_WHAT THE TASK REQUIRES_:
When you find the line with "Expected: one point per instance of the thin" among the records below, reproduce it and each line after it exactly, ending with the line with "Expected: one point per instance of the terracotta".

Stored items from a collection:
+++

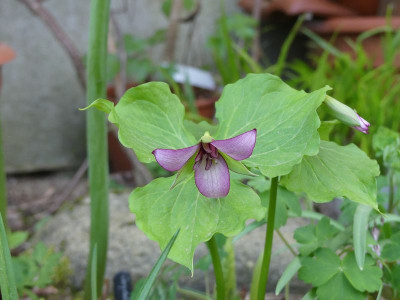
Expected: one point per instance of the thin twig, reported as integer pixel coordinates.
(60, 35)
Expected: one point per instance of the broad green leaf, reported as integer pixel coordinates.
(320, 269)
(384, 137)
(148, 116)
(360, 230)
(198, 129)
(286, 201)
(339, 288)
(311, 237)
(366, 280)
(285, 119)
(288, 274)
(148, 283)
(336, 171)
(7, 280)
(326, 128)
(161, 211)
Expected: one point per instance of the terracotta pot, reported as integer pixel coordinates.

+++

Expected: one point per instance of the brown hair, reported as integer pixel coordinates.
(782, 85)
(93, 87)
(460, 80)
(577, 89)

+++

_RESPONSE TO THE TASK_:
Expected: one point per instance of the thin twig, reported as integer pixel coordinates.
(60, 35)
Expected: one point per instance of the broad green leaf, reported as integer pixel coordinates.
(320, 269)
(384, 137)
(148, 116)
(360, 230)
(198, 129)
(286, 201)
(339, 288)
(311, 237)
(366, 280)
(285, 119)
(288, 274)
(148, 283)
(336, 171)
(7, 280)
(326, 128)
(161, 211)
Expected: one point per instance of the terracotta pot, reported as integer pixel coordinates.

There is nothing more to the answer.